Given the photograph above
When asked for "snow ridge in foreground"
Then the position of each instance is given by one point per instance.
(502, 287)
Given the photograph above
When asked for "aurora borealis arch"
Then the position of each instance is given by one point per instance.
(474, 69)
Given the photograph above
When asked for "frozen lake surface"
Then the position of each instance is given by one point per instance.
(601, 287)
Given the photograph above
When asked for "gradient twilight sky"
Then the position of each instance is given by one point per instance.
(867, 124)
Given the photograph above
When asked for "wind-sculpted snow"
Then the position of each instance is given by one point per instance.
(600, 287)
--- --- ---
## TASK STATEMENT
Please write out all of these rows again, swapping "photograph" for "image" and leaving everything else unchanged.

## TASK RESPONSE
Given the image above
When asked for "snow ridge in foreground"
Then the position of each instance is given by one point per instance.
(502, 287)
Given the image above
When asked for "aurora borealis arch"
Then the position of each instance is given by one point per instance.
(474, 69)
Given the image above
When asked for "frozen lake surface"
Then the position of each instance is given by one point per instance.
(601, 287)
Given the image above
When asked for "gradient twilight sky"
Then the position of each instance is given by one point per instance.
(867, 124)
Given the image above
When asked for "wind-sculpted snow"
Then the position of each instance is given by one point per instance.
(600, 287)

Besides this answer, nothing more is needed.